Data listing:
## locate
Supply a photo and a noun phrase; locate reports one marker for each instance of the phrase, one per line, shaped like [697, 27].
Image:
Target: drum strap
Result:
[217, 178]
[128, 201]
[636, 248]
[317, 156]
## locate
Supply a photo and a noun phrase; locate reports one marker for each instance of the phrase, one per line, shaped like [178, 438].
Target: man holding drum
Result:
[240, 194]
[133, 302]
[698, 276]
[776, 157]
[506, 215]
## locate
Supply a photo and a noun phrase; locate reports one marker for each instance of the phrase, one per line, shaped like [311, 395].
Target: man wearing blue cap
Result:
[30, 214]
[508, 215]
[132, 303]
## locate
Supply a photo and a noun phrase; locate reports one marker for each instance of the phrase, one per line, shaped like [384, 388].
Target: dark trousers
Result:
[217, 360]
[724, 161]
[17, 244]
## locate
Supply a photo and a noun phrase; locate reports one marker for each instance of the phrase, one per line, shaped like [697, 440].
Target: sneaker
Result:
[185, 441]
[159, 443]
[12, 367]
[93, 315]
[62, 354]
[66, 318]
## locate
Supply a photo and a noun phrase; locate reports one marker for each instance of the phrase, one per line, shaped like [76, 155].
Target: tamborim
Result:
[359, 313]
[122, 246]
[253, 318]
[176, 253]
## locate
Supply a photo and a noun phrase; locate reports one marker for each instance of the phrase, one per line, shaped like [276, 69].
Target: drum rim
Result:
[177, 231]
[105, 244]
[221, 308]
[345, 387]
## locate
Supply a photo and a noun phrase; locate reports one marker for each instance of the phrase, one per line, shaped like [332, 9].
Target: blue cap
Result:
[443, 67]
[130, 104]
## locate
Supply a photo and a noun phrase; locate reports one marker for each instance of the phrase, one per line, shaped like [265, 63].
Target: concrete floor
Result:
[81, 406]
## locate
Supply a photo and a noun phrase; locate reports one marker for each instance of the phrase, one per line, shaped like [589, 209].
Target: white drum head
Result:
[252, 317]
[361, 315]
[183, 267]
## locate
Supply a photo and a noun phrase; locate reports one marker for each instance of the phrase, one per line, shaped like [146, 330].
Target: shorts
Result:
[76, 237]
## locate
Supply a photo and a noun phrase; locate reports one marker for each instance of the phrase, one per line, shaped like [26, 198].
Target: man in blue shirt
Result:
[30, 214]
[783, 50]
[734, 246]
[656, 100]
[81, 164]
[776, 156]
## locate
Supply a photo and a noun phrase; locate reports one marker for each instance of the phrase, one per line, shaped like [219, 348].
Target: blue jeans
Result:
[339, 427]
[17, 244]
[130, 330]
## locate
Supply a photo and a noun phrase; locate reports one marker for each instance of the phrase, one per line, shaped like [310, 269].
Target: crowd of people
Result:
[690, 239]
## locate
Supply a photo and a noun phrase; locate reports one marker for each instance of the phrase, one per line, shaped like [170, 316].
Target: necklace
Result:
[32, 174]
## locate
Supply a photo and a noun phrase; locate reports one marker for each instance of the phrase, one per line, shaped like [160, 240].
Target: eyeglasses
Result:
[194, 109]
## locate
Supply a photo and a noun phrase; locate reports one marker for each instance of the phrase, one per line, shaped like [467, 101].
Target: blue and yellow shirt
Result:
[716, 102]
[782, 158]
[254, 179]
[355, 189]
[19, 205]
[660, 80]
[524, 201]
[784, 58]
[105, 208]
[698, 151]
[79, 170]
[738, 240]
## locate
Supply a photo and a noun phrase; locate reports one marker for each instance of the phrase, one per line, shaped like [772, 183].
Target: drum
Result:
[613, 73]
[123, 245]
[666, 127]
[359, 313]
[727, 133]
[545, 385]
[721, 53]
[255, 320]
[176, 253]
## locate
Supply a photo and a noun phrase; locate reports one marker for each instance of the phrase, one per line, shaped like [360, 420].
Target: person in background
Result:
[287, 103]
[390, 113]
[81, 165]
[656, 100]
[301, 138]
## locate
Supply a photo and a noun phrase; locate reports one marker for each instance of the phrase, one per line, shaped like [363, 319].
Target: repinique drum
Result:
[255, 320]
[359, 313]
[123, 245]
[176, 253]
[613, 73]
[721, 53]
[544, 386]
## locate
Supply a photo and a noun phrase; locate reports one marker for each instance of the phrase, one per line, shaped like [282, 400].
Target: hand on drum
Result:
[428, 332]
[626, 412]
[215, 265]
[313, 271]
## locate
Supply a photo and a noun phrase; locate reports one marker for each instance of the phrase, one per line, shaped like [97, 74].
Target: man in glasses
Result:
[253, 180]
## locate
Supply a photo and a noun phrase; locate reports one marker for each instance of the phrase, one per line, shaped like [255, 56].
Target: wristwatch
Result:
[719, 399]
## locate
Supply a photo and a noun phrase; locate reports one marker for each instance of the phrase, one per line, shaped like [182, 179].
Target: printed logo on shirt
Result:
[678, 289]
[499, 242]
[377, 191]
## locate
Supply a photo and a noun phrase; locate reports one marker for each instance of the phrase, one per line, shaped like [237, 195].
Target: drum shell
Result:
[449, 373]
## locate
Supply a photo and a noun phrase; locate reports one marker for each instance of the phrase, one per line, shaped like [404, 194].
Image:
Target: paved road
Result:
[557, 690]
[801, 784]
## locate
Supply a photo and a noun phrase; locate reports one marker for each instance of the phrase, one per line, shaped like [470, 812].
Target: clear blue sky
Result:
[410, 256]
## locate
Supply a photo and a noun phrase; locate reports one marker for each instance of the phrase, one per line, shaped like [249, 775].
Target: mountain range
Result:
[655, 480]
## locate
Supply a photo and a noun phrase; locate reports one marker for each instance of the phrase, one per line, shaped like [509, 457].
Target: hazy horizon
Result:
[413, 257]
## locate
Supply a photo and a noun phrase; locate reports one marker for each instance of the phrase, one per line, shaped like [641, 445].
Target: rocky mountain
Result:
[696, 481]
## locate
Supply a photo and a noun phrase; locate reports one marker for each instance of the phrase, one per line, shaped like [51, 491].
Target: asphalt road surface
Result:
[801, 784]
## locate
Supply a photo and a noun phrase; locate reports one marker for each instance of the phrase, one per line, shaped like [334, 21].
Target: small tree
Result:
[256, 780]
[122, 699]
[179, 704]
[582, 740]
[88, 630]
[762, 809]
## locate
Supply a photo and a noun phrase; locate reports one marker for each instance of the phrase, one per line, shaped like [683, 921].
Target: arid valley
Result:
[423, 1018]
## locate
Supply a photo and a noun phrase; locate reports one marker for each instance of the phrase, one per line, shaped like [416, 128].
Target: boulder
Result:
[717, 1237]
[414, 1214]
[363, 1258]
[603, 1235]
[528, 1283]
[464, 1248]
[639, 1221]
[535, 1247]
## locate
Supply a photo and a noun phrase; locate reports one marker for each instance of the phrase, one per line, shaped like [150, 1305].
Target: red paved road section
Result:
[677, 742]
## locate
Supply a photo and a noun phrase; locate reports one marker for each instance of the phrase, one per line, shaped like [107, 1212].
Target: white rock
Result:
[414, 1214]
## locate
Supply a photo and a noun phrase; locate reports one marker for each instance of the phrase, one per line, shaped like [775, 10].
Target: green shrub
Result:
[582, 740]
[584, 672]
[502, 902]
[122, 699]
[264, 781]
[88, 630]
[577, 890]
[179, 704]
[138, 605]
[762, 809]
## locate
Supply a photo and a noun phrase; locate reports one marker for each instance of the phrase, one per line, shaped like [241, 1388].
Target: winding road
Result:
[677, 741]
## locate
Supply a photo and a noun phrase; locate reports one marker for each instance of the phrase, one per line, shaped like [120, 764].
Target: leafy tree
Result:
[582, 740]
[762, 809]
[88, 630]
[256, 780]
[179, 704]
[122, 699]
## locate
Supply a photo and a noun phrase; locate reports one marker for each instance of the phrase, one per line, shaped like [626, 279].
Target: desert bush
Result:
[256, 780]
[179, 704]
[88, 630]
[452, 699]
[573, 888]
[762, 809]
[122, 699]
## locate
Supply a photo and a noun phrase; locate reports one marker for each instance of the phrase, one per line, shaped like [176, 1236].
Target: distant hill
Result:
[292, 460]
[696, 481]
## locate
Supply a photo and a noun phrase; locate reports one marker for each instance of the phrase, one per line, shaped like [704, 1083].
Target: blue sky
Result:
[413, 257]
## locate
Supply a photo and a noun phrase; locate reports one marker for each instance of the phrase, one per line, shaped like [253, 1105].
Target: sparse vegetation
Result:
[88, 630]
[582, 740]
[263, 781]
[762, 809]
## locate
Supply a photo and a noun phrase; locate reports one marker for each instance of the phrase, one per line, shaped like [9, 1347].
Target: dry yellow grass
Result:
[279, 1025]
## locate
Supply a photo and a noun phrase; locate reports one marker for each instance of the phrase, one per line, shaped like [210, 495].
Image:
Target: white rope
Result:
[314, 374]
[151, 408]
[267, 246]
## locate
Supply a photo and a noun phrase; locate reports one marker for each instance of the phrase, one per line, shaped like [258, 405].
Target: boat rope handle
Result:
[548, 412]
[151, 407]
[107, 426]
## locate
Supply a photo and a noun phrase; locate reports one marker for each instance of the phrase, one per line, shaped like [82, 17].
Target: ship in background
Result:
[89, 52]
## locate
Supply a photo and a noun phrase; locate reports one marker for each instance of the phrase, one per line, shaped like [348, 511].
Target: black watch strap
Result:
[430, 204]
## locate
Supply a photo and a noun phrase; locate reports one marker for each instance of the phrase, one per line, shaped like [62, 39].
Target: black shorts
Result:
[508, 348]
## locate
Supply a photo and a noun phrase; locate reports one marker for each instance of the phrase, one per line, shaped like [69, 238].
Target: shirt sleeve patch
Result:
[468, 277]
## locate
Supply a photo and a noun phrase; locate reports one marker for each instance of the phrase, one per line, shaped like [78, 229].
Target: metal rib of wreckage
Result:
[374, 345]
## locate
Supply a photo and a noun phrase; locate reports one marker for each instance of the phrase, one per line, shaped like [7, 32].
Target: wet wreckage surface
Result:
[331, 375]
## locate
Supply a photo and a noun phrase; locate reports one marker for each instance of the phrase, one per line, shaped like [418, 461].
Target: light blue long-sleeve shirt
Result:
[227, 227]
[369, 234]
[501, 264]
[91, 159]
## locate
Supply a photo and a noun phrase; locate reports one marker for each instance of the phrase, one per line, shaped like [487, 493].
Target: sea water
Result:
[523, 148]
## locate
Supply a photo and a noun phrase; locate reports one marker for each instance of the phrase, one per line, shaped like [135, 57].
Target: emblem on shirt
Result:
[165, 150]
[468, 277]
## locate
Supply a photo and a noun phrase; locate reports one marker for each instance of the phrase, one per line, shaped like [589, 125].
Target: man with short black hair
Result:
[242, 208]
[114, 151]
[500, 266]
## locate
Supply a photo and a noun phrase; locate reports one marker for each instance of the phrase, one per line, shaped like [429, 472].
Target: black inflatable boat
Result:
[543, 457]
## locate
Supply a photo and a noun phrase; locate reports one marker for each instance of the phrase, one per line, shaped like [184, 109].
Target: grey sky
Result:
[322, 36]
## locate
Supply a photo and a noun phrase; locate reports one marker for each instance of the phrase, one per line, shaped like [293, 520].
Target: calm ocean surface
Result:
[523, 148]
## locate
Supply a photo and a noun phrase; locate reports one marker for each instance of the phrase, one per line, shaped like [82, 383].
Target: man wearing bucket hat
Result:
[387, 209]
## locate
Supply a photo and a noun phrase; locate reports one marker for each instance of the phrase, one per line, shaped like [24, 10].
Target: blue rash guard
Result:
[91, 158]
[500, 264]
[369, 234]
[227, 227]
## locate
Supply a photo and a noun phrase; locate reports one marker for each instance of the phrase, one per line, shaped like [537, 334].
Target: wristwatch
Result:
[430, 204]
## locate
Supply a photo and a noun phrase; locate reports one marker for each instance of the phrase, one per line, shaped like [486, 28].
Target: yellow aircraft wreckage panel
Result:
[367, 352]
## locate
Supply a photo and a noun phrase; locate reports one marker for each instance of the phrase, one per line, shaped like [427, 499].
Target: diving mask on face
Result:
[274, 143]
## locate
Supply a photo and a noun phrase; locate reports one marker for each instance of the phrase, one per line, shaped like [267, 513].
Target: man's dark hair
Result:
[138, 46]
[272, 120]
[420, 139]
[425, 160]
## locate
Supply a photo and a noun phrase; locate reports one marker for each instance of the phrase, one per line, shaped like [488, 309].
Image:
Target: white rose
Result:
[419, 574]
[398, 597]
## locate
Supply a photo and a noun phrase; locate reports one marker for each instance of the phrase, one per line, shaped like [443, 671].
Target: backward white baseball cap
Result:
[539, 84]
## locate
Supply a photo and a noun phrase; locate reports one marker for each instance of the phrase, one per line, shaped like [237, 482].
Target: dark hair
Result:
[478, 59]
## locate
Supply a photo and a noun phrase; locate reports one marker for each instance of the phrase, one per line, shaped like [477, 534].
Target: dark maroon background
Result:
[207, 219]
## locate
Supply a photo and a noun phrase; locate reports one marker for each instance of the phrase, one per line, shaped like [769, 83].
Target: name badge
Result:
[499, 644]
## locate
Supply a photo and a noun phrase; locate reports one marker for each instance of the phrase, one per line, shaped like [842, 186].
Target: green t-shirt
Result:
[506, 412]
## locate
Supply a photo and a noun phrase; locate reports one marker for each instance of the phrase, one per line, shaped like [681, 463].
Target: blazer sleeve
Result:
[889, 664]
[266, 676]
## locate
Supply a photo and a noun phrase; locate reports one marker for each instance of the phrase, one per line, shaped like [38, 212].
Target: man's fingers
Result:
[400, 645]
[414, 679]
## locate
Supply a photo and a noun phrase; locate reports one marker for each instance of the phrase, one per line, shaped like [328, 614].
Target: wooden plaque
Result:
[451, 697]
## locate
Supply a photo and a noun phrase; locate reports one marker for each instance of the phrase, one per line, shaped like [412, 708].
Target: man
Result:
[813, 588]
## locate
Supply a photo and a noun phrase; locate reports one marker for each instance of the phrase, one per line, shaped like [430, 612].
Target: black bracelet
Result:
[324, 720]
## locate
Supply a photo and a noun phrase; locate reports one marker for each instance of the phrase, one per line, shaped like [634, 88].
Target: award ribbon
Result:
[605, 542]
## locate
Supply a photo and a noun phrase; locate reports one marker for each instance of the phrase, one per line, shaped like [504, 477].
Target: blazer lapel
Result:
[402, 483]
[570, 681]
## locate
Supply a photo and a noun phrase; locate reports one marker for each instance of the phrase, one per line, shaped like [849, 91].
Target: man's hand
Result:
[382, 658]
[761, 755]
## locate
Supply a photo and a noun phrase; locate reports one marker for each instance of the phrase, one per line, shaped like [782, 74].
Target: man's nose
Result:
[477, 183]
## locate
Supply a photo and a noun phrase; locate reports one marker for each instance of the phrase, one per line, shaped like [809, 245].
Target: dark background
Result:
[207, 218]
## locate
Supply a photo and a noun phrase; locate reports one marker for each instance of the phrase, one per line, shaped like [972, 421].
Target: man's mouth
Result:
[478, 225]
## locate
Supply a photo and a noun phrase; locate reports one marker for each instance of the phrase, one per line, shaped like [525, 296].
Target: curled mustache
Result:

§ AIM OF THE EXERCISE:
Find each line in the records above that contains the string "blue" and copy it. Matching is case-sensitive.

§ EXERCISE RESPONSE:
Target: man wearing blue cap
Target: blue cap
Target: man in blue shirt
Target: blue jeans
Target: blue and yellow shirt
Target: clear blue sky
Target: blue sky
Target: light blue long-sleeve shirt
Target: blue rash guard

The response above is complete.